Apesar da pouca idade, The Raven Age mostra fome de bola e personalidade em fazer seu show com segurança, sem titubear diante de duas bandas que já são gigantes no mercado. A gurizada é bem entrosada, e faz um encontro interessante de clichês da NWOBHM (que o próprio Maiden ajudou a popularizar) e os famigerados e modernosos "breakdowns" do metalcore, a atual bola da vez em matéria de som pesado. O vocalista Michael Borrough lembra em certos momentos Paul Di'Anno, na postura e na extensão vocal, e a dupla de guitarristas George Harris (filho do homem) e Dan Wright fazem bem o dever de casa. Nessa velocidade, podem ter seu primeiro trabalho pra chamar de clássico em dois ou três anos.

> [TAREFA A]: Transcreva do trecho de origem a parte que vai de "Apesar da pouca" até "ou três anos.".
> [TAREFA B]: De acordo com o trecho de origem, com quem o vocalista Michael Borrough se parece em certos momentos?

> [EXTRATO DE DADOS]:
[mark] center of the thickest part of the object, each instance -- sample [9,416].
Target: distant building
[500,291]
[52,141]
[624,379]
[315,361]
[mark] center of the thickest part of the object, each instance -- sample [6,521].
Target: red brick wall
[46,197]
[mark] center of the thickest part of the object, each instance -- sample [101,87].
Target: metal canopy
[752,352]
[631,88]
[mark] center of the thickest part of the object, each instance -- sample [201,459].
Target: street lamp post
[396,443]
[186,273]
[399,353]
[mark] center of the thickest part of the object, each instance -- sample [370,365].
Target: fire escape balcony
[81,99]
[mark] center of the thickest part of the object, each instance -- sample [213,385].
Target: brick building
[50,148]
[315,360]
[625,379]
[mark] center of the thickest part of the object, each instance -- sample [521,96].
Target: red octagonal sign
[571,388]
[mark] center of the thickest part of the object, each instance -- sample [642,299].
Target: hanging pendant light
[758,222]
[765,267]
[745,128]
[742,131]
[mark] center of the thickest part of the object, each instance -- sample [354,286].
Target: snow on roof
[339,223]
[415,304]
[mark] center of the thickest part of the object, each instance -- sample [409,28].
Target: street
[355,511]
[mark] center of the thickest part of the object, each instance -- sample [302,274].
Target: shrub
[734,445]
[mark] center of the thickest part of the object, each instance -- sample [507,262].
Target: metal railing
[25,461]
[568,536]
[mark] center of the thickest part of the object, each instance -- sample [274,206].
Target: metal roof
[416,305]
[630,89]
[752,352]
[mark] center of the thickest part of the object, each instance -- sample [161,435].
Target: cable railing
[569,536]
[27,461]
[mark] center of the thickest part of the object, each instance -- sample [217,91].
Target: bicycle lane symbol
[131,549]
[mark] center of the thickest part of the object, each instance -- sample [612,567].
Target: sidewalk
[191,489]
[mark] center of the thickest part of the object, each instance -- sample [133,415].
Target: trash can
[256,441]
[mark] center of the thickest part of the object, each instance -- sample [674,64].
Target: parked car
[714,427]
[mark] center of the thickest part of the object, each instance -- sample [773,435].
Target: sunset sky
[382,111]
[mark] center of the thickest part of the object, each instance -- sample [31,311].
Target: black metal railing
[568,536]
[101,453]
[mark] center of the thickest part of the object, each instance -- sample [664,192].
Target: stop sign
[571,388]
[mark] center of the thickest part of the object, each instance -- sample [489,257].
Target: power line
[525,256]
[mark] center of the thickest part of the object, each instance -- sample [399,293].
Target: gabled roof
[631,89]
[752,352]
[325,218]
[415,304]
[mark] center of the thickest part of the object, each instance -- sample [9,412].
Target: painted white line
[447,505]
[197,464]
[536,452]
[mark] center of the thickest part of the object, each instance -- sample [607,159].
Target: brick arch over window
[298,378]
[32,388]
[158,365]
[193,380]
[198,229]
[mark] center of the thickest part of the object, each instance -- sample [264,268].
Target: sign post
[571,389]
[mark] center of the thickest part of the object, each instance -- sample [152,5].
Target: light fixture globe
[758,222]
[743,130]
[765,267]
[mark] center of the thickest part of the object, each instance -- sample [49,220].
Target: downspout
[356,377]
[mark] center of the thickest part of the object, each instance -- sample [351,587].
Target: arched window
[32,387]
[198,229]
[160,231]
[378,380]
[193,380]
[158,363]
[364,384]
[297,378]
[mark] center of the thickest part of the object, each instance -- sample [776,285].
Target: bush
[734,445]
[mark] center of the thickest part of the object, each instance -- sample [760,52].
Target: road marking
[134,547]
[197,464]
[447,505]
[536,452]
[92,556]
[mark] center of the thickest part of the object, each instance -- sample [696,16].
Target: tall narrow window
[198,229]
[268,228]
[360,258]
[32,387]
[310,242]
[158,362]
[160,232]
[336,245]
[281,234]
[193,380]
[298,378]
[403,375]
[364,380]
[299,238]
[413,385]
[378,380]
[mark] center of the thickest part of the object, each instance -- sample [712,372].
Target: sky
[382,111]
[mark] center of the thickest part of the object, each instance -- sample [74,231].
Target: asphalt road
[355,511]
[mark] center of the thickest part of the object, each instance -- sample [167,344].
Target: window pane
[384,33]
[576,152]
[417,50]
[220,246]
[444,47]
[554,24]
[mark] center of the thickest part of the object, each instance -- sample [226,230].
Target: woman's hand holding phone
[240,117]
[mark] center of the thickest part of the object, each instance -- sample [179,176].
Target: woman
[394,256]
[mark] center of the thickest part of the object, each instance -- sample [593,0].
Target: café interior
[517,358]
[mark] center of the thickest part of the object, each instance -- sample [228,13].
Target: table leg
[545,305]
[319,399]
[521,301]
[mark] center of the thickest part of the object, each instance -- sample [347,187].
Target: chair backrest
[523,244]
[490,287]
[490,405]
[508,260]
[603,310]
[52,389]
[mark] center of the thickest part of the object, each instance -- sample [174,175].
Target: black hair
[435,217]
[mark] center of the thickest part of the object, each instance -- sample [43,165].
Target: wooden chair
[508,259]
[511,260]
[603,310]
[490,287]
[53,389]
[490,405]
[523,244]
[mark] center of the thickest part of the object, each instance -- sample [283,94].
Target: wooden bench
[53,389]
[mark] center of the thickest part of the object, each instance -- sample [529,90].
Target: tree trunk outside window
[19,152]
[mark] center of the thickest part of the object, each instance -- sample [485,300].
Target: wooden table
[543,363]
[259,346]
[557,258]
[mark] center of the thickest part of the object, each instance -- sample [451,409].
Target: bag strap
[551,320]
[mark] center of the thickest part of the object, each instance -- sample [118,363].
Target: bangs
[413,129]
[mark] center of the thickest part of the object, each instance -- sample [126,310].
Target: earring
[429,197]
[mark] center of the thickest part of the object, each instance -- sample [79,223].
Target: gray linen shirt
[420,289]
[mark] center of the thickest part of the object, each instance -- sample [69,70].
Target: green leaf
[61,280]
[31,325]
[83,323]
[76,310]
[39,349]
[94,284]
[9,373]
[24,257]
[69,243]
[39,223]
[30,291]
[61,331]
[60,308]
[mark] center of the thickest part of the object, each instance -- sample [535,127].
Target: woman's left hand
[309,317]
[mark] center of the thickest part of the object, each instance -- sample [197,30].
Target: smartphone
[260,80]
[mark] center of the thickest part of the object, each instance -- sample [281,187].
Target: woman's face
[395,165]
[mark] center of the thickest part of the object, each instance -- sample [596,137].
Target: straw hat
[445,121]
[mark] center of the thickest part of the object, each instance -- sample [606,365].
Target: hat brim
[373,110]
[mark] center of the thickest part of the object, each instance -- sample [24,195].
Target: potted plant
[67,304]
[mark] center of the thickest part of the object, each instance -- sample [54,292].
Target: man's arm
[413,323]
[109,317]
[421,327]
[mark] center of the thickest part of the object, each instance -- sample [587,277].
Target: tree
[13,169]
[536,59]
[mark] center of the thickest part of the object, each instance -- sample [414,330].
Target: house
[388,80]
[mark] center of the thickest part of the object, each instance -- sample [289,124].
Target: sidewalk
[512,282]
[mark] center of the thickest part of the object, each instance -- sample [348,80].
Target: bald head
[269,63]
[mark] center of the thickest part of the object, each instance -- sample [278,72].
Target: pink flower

> [RESPOSTA DA TAREFA A]:
Apesar da pouca idade, The Raven Age mostra fome de bola e personalidade em fazer seu show com segurança, sem titubear diante de duas bandas que já são gigantes no mercado. A gurizada é bem entrosada, e faz um encontro interessante de clichês da NWOBHM (que o próprio Maiden ajudou a popularizar) e os famigerados e modernosos "breakdowns" do metalcore, a atual bola da vez em matéria de som pesado. O vocalista Michael Borrough lembra em certos momentos Paul Di'Anno, na postura e na extensão vocal, e a dupla de guitarristas George Harris (filho do homem) e Dan Wright fazem bem o dever de casa. Nessa velocidade, podem ter seu primeiro trabalho pra chamar de clássico em dois ou três anos.

> [RESPOSTA DA TAREFA B]: Com Paul Di'Anno, na postura e na extensão vocal.